> [YOUR TASK]
Translate this sentence from the text on free will below into Spanish: "Many of the challenges we experience with artificial intelligence – explainability and predictability – overlap with the ongoing questions of free will."

-- START TEXT SEGMENT --

The philosophy of free will is fascinating.
You have a clash between an inherent feeling most of us have – that we act freely in the world – and the fruits of our collective knowledge – science and deep thinking over millennia.
It is central to political discussions and questions of moral responsibility.
Many of the challenges we experience with artificial intelligence – explainability and predictability – overlap with the ongoing questions of free will.
Yet there are many who feel that it does not exist or argue that our common-sense knowledge is wrong. Just what is going on?
This post follows up a previous deep dive on the topic – I’d start there before coming back here for a revisit.
In the previous post, we looked at the terms “free will” and “determinism”. We found that they are bed-fellows. Much of the debate in free will philosophy concerns whether these two things are compatible.

-- END TEXT SEGMENT --
-- START STORED DATA --

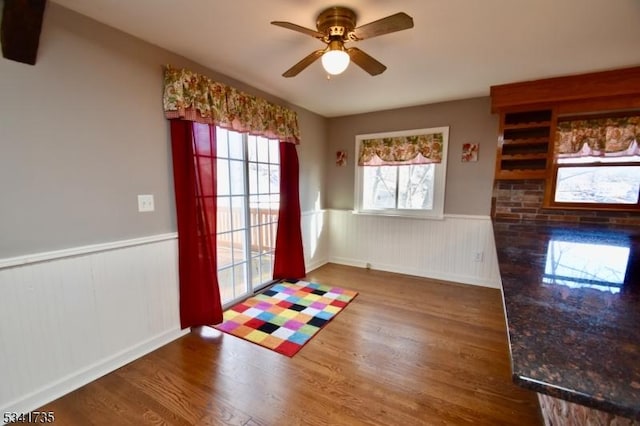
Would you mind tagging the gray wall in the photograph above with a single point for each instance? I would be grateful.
(82, 133)
(468, 186)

-- END STORED DATA --

> [TASK ANSWER]
Muchos de los desafíos que experimentamos con la inteligencia artificial – la explicabilidad y la previsibilidad – se solapan con los interrogantes aún abiertos sobre el libre albedrío.